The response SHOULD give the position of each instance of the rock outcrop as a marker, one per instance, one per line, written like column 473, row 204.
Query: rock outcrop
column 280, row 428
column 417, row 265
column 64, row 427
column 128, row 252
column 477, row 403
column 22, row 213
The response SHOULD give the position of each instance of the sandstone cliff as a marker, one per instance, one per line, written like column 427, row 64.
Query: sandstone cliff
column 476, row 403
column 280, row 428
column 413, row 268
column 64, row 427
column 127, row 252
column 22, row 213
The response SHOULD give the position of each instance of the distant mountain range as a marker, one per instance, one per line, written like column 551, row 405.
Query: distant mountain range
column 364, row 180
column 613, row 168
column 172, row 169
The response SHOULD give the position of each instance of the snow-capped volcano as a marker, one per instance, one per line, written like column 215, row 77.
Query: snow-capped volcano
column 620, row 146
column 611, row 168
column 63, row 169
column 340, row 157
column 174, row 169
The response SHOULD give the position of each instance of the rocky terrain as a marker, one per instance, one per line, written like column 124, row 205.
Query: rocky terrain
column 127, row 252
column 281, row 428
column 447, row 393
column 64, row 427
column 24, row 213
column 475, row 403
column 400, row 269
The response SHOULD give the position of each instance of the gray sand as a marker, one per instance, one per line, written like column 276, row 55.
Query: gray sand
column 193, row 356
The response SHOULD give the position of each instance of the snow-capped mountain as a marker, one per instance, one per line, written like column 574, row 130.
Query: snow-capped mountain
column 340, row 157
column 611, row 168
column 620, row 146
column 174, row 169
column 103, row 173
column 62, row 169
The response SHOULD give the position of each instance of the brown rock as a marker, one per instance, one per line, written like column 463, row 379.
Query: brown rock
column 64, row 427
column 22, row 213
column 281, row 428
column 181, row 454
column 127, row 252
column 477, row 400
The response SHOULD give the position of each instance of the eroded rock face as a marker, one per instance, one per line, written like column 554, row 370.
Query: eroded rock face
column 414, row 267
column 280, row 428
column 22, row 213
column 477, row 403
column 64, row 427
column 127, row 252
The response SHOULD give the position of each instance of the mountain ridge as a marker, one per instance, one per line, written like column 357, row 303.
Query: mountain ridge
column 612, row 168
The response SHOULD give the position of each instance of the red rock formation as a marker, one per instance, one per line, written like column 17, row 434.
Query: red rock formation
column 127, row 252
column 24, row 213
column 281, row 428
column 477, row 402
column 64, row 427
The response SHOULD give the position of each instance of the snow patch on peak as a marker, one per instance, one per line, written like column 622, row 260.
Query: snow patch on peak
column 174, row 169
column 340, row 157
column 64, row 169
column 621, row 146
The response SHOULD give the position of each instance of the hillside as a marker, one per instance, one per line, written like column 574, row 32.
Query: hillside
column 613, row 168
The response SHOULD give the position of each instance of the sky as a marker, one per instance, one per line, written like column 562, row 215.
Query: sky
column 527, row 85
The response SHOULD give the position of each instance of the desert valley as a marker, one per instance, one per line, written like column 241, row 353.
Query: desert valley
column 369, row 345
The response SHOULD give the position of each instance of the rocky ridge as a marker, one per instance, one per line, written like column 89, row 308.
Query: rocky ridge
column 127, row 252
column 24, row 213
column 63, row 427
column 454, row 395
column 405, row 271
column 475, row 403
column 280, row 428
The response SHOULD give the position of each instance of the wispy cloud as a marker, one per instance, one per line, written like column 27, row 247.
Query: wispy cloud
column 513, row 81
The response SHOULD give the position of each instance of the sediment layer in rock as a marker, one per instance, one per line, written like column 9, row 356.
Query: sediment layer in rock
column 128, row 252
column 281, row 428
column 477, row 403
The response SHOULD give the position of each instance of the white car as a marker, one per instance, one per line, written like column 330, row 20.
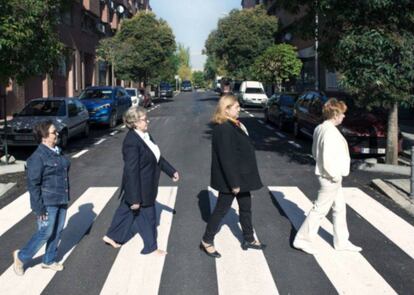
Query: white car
column 133, row 93
column 252, row 93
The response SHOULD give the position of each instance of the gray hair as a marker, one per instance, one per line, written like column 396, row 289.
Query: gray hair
column 132, row 116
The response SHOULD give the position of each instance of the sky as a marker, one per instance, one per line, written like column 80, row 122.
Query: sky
column 192, row 21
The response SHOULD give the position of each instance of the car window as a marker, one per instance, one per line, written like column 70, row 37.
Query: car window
column 44, row 108
column 254, row 90
column 96, row 94
column 131, row 92
column 79, row 106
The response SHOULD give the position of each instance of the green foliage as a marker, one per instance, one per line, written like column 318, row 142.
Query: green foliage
column 239, row 39
column 278, row 64
column 142, row 49
column 369, row 42
column 198, row 79
column 29, row 44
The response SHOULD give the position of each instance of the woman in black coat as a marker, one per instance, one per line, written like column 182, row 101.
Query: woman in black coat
column 143, row 164
column 234, row 173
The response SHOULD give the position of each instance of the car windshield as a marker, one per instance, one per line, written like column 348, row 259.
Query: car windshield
column 287, row 100
column 131, row 92
column 44, row 108
column 254, row 90
column 96, row 93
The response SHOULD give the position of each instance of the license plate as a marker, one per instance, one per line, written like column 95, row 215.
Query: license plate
column 23, row 137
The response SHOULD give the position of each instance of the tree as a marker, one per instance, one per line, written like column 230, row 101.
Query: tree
column 184, row 66
column 240, row 38
column 142, row 47
column 371, row 44
column 278, row 64
column 29, row 44
column 198, row 79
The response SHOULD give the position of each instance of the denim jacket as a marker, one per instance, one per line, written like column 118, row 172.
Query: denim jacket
column 47, row 179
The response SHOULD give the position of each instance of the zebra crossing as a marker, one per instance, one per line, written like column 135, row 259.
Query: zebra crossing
column 237, row 271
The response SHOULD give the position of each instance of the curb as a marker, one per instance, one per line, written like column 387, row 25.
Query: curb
column 393, row 194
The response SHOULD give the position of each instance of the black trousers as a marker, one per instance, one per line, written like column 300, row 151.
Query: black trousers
column 126, row 223
column 223, row 205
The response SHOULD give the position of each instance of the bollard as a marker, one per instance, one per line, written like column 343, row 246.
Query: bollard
column 412, row 173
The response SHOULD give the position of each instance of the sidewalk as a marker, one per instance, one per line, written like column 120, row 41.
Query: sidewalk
column 397, row 189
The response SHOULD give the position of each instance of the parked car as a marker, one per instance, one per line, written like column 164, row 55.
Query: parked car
column 186, row 86
column 105, row 104
column 279, row 109
column 166, row 90
column 252, row 93
column 68, row 114
column 133, row 93
column 365, row 131
column 145, row 99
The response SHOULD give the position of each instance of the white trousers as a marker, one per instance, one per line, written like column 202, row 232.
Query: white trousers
column 330, row 195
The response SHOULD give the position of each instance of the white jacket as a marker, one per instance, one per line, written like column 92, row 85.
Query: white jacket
column 330, row 151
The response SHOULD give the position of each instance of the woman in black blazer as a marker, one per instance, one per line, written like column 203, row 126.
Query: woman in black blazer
column 234, row 173
column 143, row 164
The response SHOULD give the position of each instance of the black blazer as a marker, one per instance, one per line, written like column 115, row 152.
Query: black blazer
column 141, row 171
column 233, row 160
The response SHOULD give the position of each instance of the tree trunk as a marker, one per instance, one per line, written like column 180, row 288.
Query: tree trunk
column 391, row 156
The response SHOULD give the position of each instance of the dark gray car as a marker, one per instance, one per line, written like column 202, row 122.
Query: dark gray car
column 69, row 115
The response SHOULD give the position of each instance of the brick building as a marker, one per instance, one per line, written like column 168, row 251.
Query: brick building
column 80, row 29
column 310, row 77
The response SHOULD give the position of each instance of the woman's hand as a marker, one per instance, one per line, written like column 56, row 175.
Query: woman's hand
column 176, row 177
column 134, row 207
column 236, row 190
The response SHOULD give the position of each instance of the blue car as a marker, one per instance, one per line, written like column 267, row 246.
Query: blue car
column 105, row 104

*Work required:*
Set out all of the material above as a numbered list, skipping any blank lines. Leave the pictures out of your answer.

*Solution:*
1. The response SHOULD give the position of each instance of the rock outcrop as a marker, one per instance, one per line, written like column 473, row 204.
2. Query: rock outcrop
3. column 280, row 428
4. column 417, row 265
5. column 64, row 427
6. column 128, row 252
7. column 477, row 403
8. column 22, row 213
9. The response SHOULD give the position of each instance of the sandstone cliff as a marker, one per instance, one per line, written like column 427, row 64.
10. Query: sandstone cliff
11. column 476, row 403
12. column 280, row 428
13. column 413, row 268
14. column 64, row 427
15. column 127, row 252
16. column 22, row 213
17. The response SHOULD give the position of each instance of the distant mountain range as a marker, one per instance, one per line, written like column 551, row 405.
18. Query: distant mountain range
19. column 364, row 180
20. column 613, row 168
21. column 172, row 169
22. The response SHOULD give the position of each instance of the snow-capped volcano as a marker, one per instance, one per line, written like column 215, row 77.
23. Query: snow-capped volcano
24. column 620, row 146
25. column 611, row 168
26. column 63, row 169
27. column 340, row 157
28. column 174, row 169
29. The response SHOULD give the position of each instance of the rocky terrain as a marker, one per instance, one per line, written like column 124, row 205.
30. Query: rocky terrain
31. column 127, row 252
32. column 281, row 428
33. column 447, row 393
34. column 64, row 427
35. column 24, row 213
36. column 475, row 403
37. column 400, row 269
38. The response SHOULD give the position of each instance of the gray sand as a marker, one per instance, one per line, written like column 276, row 55.
39. Query: gray sand
40. column 193, row 356
41. The response SHOULD give the position of each instance of the snow-capped mountain as a marker, one per instance, one per line, written like column 574, row 130.
42. Query: snow-capped mountain
43. column 340, row 157
44. column 611, row 168
45. column 620, row 146
46. column 174, row 169
47. column 103, row 173
48. column 62, row 169
49. The response SHOULD give the position of each instance of the brown rock as a marker, one per instance, one per line, written like column 463, row 379.
50. Query: brown rock
51. column 64, row 427
52. column 22, row 213
53. column 281, row 428
54. column 181, row 454
55. column 127, row 252
56. column 477, row 400
57. The response SHOULD give the position of each instance of the eroded rock face as a marker, one per instance, one per line, written like column 554, row 370.
58. Query: eroded rock face
59. column 414, row 267
60. column 280, row 428
61. column 22, row 213
62. column 477, row 403
63. column 64, row 427
64. column 127, row 252
65. The response SHOULD give the position of each instance of the mountain ridge as a marker, one per instance, one per line, written like column 357, row 303.
66. Query: mountain ridge
67. column 612, row 168
68. The response SHOULD give the position of each instance of the red rock formation as a marker, one per instance, one per line, written like column 17, row 434.
69. Query: red rock formation
70. column 127, row 252
71. column 24, row 213
72. column 281, row 428
73. column 477, row 402
74. column 64, row 427
75. The response SHOULD give the position of each instance of the snow patch on peak as a marker, one per instance, one per line, written like column 622, row 260.
76. Query: snow patch on peak
77. column 174, row 169
78. column 340, row 157
79. column 64, row 169
80. column 621, row 146
81. The response SHOULD give the position of each instance of the hillside as a marker, one per instance, one per line, written like column 574, row 32.
82. Query: hillside
83. column 613, row 168
84. The response SHOULD give the position of each instance of the sky as a marker, one per instance, one per line, written like column 562, row 215.
85. Query: sky
86. column 527, row 85
87. The response SHOULD give the position of each instance of the desert valley as a marker, one per instance, one per line, written like column 241, row 353.
88. Query: desert valley
89. column 369, row 345
90. The response SHOULD give the position of each instance of the rocky ridge as a marker, one per instance, one per line, written like column 89, row 308.
91. Query: rocky ridge
92. column 127, row 252
93. column 24, row 213
94. column 63, row 427
95. column 454, row 395
96. column 405, row 271
97. column 475, row 403
98. column 280, row 428
99. The response SHOULD give the position of each instance of the wispy cloud as a marker, one per instance, one per line, written like column 27, row 247.
100. Query: wispy cloud
101. column 513, row 81
102. The response SHOULD give the position of each instance of the sediment layer in rock as a marker, one per instance, one per line, written like column 9, row 356.
103. Query: sediment layer in rock
104. column 128, row 252
105. column 281, row 428
106. column 477, row 403
107. The response SHOULD give the position of each instance of the white car as a marker, one per instance, one per line, written like column 330, row 20.
108. Query: white car
109. column 133, row 93
110. column 252, row 93
111. The response SHOULD give the position of each instance of the gray hair as a marker, one per instance, one per line, written like column 396, row 289.
112. Query: gray hair
113. column 132, row 116
114. The response SHOULD give the position of each instance of the sky as a marker, one per instance, one per line, written like column 80, row 122.
115. Query: sky
116. column 192, row 21
117. The response SHOULD give the position of each instance of the car window as a marker, one per instance, one per line, written like column 70, row 37.
118. Query: car window
119. column 44, row 108
120. column 254, row 90
121. column 96, row 94
122. column 131, row 92
123. column 79, row 106
124. The response SHOULD give the position of each instance of the green foliage as a marker, one per instance, one per line, written like column 318, row 142.
125. Query: green foliage
126. column 239, row 39
127. column 278, row 64
128. column 142, row 49
129. column 369, row 42
130. column 198, row 79
131. column 29, row 44
132. The response SHOULD give the position of each instance of the woman in black coat as a marker, one per instance, one per line, written like column 182, row 101.
133. Query: woman in black coat
134. column 143, row 164
135. column 234, row 173
136. The response SHOULD give the position of each instance of the car windshield as a marker, one per instance, one per line, written like column 348, row 259.
137. Query: car windshield
138. column 287, row 100
139. column 131, row 92
140. column 44, row 108
141. column 254, row 90
142. column 96, row 93
143. The response SHOULD give the position of each instance of the license plate as a marker, one per instance, one per line, written like column 95, row 215.
144. Query: license plate
145. column 23, row 137
146. The response SHOULD give the position of each instance of the tree as a marker, one per instance, one per line, written like column 230, row 101.
147. Query: tree
148. column 184, row 66
149. column 240, row 38
150. column 142, row 47
151. column 371, row 44
152. column 278, row 64
153. column 29, row 44
154. column 198, row 79
155. The response SHOULD give the position of each instance of the denim jacket as a marker, one per instance, one per line, written like column 118, row 172.
156. Query: denim jacket
157. column 47, row 179
158. The response SHOULD give the position of each instance of the zebra crossing as a marker, one per instance, one per line, written like column 135, row 259.
159. Query: zebra crossing
160. column 237, row 271
161. The response SHOULD give the position of each instance of the curb as a marker, one per instance, one per line, written like column 387, row 25.
162. Query: curb
163. column 393, row 194
164. The response SHOULD give the position of each instance of the black trousers as a marker, one per instance, one per line, written like column 300, row 151.
165. Query: black trousers
166. column 126, row 223
167. column 223, row 205
168. The response SHOULD give the position of each instance of the bollard as a marker, one per instance, one per line, written like column 343, row 246.
169. Query: bollard
170. column 412, row 173
171. The response SHOULD give the position of each instance of the sidewalk as a marker, one per instance, one per line, written like column 120, row 41.
172. Query: sidewalk
173. column 397, row 189
174. The response SHOULD give the position of each instance of the parked car as a marker, one per instance, one per line, written like column 164, row 55.
175. Query: parked car
176. column 186, row 86
177. column 105, row 104
178. column 279, row 109
179. column 166, row 90
180. column 252, row 93
181. column 68, row 114
182. column 133, row 93
183. column 365, row 131
184. column 145, row 99
185. The response SHOULD give the position of each instance of the white trousers as a marker, one per instance, one per line, written like column 202, row 232.
186. Query: white trousers
187. column 330, row 195
188. The response SHOULD give the position of each instance of the white jacket as a marker, one per instance, one per line, written like column 92, row 85.
189. Query: white jacket
190. column 330, row 151
191. The response SHOULD give the position of each instance of the woman in black blazer as a marker, one per instance, one per line, written like column 203, row 126.
192. Query: woman in black blazer
193. column 234, row 173
194. column 143, row 164
195. The response SHOULD give the position of each instance of the black blazer as a marker, one per instance, one per line, written like column 115, row 152.
196. Query: black blazer
197. column 141, row 171
198. column 233, row 160
199. The response SHOULD give the position of each instance of the tree trunk as a marker, one per instance, one per line, written like column 180, row 288.
200. Query: tree trunk
201. column 391, row 156
202. The response SHOULD give the position of each instance of the dark gray car as a marker, one per instance, one per line, written like column 202, row 122.
203. Query: dark gray car
204. column 69, row 115
205. The response SHOULD give the position of each instance of the brick building as a marker, one per instance, one per line, written like column 168, row 251.
206. Query: brick building
207. column 80, row 29
208. column 310, row 77
209. The response SHOULD give the position of each instance of the woman's hand as a marker, one per instance, one per line, written like column 56, row 175.
210. Query: woman's hand
211. column 176, row 177
212. column 134, row 207
213. column 236, row 190
214. The response SHOULD give the position of each instance of the blue car as a marker, one per instance, one per line, written like column 267, row 246.
215. Query: blue car
216. column 105, row 104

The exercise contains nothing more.